(Challenge)
Render the lines from the one containing "Reviewer note: every instance of the floor" through the one containing "[[148, 1231]]", both included, as a Markdown table with the columns Row and Line, omitting blank lines.

(Material)

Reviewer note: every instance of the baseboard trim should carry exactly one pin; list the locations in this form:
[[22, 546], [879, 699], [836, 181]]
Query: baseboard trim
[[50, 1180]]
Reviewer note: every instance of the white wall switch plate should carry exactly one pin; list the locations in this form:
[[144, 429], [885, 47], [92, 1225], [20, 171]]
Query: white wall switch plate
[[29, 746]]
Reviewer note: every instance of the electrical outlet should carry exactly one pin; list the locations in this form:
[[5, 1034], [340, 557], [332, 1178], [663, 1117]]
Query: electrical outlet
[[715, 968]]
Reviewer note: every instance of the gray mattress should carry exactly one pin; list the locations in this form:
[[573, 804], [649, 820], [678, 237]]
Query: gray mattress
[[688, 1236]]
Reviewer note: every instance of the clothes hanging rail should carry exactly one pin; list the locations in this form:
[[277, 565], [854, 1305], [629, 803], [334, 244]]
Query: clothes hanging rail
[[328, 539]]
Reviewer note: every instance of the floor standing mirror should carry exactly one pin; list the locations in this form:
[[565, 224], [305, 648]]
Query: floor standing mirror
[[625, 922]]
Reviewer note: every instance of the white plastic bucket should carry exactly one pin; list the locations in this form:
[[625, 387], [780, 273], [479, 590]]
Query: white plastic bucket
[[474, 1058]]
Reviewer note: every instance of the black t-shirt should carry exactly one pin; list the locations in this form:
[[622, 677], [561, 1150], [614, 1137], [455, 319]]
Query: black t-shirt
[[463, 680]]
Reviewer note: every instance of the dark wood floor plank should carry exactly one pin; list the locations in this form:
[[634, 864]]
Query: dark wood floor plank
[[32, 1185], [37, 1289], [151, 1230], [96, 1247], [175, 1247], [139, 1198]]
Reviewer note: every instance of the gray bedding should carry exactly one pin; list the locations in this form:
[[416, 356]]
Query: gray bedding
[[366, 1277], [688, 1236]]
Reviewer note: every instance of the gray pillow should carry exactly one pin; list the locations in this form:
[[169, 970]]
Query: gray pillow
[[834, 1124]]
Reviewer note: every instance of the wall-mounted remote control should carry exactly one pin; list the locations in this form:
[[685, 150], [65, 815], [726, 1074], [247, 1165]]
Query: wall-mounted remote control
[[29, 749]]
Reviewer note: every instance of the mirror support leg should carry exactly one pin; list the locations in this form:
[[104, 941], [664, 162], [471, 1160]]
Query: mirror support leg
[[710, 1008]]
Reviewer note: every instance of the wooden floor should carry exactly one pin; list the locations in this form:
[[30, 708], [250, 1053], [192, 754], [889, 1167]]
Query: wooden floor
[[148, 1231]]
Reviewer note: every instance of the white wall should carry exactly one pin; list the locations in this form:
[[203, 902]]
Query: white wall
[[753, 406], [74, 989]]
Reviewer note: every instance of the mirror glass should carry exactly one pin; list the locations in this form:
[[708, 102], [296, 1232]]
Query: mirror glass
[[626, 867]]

(Response for this exercise)
| Row | Line |
|---|---|
| 1 | Reviewer note: every instance of the floor standing mirror should carry exactly one pin; list the locations in this form: |
| 2 | [[565, 224], [305, 648]] |
| 3 | Query: floor standing mirror |
| 4 | [[625, 922]] |
| 5 | Reviewer note: every instance of the white plastic bucket should carry exactly one pin; list the locations in this form: |
| 6 | [[625, 387], [780, 273], [479, 590]] |
| 7 | Query: white plastic bucket |
| 8 | [[474, 1058]] |
| 9 | Reviewer note: every instance of the black t-shirt should carry exactly one pin; list the locations in this form: |
| 10 | [[622, 677], [561, 1150], [614, 1137], [455, 319]] |
| 11 | Query: black t-shirt |
| 12 | [[463, 680]] |
| 13 | Reviewer note: every instance of the dark wood floor plank should carry exactly one pin; list the locations in this form: |
| 14 | [[634, 864]] |
| 15 | Query: dark wood floor plank |
| 16 | [[32, 1185], [37, 1289], [151, 1230], [96, 1247], [175, 1247], [139, 1198]] |
| 17 | Reviewer note: every instance of the gray bedding should carry exactly one pin; list the locations in this form: |
| 18 | [[416, 356]] |
| 19 | Query: gray bedding |
| 20 | [[366, 1277], [688, 1236]] |
| 21 | Reviewer note: every instance of the gray pillow should carry exactly one pin; list the locations in this form: |
| 22 | [[169, 970]] |
| 23 | Query: gray pillow |
| 24 | [[834, 1124]] |
| 25 | Reviewer note: every instance of the wall-mounted remote control should carry exactly one pin; list the locations in this form: |
| 26 | [[685, 150], [65, 815], [726, 1074], [247, 1165]] |
| 27 | Query: wall-mounted remote control |
| 28 | [[29, 749]] |
| 29 | Reviewer note: every instance of the mirror support leg should carry exactly one pin; list the locations in this form: |
| 30 | [[104, 941], [664, 162], [471, 1160]] |
| 31 | Query: mirror support leg |
| 32 | [[710, 1008]] |
| 33 | Reviewer note: every instance of the wooden floor should carry exactly one pin; list the locations in this form: |
| 34 | [[30, 708], [250, 1053], [192, 754], [889, 1167]] |
| 35 | Query: wooden floor |
| 36 | [[148, 1231]] |